_EXERCISE DETAILS:_
Copy the lines of the records word for word, starting at the line containing "Where can you find the purple" and ending at the line containing "point(412, 7)".

_DATA EXTRACT:_
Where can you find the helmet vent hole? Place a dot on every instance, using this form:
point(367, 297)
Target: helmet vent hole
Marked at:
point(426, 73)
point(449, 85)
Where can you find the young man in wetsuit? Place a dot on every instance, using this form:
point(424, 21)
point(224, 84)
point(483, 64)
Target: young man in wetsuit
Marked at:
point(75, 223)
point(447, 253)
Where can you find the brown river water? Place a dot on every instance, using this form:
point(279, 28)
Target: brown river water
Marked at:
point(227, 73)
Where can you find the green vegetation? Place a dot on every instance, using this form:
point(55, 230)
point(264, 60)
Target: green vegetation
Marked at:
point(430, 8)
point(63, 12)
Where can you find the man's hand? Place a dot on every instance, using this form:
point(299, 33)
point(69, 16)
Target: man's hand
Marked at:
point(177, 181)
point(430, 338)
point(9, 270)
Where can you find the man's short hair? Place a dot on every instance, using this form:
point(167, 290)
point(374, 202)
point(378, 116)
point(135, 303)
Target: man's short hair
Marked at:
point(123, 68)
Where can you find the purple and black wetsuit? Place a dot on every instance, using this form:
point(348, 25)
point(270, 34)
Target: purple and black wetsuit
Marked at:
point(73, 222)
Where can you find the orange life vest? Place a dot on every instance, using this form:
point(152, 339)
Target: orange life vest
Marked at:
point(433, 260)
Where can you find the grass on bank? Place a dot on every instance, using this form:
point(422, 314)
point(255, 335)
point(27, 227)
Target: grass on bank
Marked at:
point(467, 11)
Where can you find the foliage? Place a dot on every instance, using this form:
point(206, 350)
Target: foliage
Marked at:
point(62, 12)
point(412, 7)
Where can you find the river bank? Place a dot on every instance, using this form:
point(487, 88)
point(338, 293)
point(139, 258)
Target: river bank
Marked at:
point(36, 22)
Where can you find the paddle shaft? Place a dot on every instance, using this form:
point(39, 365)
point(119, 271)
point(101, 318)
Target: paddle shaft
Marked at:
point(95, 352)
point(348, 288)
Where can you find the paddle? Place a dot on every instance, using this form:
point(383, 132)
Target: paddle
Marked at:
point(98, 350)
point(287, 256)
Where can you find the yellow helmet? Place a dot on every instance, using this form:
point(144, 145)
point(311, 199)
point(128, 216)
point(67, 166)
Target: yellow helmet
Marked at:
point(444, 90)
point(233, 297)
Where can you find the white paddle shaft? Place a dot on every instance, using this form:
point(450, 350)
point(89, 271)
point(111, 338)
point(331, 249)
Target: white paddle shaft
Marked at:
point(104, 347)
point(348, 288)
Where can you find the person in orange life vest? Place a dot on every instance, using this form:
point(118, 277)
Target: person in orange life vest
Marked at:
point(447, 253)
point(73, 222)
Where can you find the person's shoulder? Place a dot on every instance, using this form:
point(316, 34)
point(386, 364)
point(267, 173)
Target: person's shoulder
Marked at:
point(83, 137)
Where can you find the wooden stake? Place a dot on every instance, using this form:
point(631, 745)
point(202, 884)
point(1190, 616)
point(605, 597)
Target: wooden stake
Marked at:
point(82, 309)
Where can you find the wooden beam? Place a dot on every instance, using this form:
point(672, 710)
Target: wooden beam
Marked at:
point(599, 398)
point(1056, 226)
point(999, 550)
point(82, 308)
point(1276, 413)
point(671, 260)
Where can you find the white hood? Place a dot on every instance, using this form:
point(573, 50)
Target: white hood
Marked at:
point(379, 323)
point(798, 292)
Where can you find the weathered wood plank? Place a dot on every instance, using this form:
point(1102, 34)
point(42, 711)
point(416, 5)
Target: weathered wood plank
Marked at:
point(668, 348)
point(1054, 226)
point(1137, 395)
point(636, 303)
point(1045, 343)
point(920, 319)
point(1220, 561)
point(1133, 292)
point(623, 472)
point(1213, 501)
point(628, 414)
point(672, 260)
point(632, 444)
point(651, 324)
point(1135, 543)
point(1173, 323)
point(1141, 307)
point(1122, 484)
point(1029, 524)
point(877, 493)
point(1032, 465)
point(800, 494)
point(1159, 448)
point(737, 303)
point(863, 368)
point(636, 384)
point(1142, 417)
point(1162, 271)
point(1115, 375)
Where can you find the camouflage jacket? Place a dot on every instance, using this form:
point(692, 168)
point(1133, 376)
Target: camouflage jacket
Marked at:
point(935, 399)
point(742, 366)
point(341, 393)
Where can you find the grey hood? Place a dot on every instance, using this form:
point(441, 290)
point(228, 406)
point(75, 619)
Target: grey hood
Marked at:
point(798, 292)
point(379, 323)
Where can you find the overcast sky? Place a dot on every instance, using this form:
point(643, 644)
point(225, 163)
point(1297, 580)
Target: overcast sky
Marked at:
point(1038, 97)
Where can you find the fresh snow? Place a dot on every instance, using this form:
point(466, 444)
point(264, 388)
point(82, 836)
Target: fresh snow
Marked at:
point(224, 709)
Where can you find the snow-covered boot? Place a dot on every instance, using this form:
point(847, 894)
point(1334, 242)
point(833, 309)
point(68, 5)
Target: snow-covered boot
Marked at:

_ANSWER FOR THIS EXERCISE:_
Where can you find the purple and black wetsuit? Place a dot on every instance, using this form:
point(348, 25)
point(270, 34)
Target: purple and black wetsuit
Marked at:
point(73, 222)
Where can you find the orange life vest? Place a dot on every instance, using this form:
point(152, 339)
Target: orange life vest
Marked at:
point(433, 260)
Where can you find the grass on bank? Place a dot on every instance, using this form:
point(422, 314)
point(255, 335)
point(27, 227)
Target: grass on bank
Marked at:
point(467, 11)
Where can you find the foliage? Place a dot on every instance, using this form:
point(206, 350)
Target: foliage
Marked at:
point(62, 12)
point(412, 7)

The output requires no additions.